• _What to do_
Copy word for word the part of the lines below that opens with the line containing "Locate each instance of the stroller harness" and closes with the line containing "(1102, 354)", both of those included.

• _Data lines_
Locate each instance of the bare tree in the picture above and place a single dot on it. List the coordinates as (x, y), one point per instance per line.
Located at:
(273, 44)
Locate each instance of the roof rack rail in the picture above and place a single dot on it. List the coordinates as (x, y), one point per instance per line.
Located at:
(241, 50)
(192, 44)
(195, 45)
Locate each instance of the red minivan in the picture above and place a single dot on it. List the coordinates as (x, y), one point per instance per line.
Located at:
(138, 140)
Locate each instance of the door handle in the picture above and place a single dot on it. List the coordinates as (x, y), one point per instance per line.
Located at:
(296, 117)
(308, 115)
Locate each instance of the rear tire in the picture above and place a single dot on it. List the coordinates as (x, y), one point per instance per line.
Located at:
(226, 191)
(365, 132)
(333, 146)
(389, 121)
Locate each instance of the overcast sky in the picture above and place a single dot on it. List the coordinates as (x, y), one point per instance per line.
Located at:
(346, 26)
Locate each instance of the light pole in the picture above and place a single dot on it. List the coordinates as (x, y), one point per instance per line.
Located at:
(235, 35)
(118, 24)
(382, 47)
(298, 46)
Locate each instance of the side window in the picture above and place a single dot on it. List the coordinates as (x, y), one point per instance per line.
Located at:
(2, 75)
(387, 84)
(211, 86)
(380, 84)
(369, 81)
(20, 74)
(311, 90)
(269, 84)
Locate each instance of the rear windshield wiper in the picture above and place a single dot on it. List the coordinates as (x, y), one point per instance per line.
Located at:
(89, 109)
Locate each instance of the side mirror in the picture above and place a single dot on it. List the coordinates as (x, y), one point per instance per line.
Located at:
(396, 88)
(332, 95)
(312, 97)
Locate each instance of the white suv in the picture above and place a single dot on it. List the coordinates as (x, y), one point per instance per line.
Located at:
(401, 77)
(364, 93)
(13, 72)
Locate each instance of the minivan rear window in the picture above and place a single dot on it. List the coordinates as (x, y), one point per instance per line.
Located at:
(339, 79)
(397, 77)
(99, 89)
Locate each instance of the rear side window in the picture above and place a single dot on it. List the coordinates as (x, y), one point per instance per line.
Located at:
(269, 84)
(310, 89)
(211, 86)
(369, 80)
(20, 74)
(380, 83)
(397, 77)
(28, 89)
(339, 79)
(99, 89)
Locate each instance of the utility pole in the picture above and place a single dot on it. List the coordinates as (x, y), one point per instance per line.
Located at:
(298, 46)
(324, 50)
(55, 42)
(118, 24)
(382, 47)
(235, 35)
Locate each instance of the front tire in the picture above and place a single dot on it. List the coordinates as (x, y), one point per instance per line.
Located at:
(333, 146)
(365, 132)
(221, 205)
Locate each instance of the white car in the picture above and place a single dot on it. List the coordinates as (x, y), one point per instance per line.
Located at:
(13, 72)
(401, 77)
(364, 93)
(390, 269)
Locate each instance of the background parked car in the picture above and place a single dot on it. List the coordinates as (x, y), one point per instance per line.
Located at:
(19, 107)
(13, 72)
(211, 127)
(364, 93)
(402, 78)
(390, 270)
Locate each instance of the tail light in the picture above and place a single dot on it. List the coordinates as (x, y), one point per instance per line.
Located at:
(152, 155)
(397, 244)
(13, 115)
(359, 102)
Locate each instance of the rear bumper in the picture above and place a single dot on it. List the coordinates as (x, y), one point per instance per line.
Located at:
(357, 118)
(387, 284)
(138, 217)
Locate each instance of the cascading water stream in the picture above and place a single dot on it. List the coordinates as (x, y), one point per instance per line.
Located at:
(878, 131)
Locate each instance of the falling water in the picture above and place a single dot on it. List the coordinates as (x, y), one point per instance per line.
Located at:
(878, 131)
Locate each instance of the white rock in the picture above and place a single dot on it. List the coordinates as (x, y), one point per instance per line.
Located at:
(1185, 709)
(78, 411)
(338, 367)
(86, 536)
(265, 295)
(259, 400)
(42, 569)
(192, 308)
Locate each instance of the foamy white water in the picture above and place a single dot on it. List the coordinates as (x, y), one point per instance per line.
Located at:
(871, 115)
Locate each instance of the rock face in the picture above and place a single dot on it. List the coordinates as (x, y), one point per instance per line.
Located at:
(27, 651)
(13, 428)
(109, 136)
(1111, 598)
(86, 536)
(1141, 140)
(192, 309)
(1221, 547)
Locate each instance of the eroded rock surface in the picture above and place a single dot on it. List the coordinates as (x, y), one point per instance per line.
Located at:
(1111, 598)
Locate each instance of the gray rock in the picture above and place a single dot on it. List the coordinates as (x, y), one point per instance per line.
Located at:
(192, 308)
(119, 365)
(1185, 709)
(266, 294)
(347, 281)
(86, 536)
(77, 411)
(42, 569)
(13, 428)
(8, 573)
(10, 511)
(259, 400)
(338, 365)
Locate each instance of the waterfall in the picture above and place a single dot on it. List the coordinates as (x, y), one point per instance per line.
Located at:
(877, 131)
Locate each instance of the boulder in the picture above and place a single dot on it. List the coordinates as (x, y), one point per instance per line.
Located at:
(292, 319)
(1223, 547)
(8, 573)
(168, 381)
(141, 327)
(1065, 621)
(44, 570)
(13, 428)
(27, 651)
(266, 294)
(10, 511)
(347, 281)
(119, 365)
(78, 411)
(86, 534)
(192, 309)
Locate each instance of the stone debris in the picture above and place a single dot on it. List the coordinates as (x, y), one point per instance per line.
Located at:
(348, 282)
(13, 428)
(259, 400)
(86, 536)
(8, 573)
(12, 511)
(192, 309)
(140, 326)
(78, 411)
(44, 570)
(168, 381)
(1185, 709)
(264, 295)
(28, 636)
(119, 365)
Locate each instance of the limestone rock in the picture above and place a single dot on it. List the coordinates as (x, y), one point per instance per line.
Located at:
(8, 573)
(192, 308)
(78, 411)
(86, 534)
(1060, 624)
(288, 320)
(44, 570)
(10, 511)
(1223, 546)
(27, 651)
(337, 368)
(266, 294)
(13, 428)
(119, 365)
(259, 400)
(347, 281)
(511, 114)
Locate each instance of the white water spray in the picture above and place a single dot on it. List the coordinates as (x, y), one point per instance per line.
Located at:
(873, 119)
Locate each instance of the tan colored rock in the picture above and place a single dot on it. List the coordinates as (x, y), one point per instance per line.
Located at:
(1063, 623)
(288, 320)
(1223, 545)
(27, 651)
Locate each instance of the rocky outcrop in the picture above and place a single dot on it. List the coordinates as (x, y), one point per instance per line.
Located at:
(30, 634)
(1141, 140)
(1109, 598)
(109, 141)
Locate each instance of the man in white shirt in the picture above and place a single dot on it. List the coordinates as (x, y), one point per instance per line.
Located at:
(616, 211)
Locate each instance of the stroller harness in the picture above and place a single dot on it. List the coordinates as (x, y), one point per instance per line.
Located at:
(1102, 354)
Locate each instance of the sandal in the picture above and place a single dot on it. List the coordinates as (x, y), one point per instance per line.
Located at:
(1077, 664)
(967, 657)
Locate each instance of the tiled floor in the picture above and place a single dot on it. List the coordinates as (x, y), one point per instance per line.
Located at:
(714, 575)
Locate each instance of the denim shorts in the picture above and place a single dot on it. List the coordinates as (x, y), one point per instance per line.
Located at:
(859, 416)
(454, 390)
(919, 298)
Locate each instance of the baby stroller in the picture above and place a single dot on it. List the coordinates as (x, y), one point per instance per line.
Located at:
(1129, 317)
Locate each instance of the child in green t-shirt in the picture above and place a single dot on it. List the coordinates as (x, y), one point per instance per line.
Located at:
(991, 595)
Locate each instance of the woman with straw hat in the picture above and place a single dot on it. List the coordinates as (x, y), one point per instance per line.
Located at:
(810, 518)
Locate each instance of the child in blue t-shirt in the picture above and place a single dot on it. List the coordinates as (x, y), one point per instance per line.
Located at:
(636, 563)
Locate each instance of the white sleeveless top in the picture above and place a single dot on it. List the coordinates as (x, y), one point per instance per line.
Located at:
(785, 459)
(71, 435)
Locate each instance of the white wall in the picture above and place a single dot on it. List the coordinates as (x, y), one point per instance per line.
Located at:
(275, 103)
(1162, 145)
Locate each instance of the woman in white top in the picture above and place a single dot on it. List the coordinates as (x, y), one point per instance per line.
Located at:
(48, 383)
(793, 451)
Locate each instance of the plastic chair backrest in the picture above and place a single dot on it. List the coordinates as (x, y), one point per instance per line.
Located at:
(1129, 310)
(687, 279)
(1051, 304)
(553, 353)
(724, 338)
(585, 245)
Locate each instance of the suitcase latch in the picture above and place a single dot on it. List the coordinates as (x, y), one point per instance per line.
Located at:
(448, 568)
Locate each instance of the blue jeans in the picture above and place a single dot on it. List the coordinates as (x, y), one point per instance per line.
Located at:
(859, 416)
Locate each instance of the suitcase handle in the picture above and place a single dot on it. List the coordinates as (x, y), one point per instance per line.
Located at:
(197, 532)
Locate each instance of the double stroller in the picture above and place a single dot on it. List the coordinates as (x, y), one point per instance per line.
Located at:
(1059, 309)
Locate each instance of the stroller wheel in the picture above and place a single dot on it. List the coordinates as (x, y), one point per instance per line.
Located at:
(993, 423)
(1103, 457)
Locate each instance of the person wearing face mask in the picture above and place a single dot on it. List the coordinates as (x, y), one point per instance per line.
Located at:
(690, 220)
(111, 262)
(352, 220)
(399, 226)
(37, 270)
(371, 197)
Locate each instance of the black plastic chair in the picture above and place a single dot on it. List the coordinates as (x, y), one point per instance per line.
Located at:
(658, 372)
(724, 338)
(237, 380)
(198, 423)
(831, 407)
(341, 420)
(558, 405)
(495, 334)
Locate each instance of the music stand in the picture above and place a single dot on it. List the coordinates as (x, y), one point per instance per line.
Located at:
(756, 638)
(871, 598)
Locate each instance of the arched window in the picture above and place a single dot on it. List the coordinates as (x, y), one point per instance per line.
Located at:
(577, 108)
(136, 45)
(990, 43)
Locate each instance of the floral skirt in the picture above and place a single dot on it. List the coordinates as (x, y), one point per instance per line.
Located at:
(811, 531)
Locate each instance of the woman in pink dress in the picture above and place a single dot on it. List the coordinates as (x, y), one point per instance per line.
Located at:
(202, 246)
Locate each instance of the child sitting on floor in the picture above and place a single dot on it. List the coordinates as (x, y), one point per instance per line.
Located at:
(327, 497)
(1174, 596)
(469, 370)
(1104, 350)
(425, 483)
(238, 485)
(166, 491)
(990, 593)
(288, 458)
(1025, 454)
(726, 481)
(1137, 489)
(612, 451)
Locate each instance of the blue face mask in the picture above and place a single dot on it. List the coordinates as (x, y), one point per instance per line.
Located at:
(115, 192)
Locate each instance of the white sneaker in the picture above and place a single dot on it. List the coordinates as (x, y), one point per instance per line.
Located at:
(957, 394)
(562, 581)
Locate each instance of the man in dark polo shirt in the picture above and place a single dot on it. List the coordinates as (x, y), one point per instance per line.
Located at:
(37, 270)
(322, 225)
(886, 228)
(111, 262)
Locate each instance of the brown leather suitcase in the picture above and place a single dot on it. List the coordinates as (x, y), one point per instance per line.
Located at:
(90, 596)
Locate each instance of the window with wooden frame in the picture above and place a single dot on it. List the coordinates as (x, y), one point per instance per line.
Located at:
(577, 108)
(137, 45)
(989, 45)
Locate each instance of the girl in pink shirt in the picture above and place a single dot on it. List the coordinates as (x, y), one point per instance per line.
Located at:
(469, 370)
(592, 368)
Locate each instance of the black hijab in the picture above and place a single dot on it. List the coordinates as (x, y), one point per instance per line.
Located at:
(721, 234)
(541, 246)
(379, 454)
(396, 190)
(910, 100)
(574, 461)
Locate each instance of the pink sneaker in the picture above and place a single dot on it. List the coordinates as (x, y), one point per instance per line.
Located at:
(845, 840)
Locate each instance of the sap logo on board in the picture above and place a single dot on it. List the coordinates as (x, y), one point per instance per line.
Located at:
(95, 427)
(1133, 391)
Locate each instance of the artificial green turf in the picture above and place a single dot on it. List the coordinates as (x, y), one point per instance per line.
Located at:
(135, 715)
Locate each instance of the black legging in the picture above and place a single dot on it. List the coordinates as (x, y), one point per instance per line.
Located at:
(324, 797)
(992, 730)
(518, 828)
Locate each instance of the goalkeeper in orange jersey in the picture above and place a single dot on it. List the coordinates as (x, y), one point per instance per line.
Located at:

• _Task solution_
Locate each instance of the stroller harness in the picture above and place a single dot on it. List the coordinates as (x, y), one point per instance per line.
Located at:
(1102, 354)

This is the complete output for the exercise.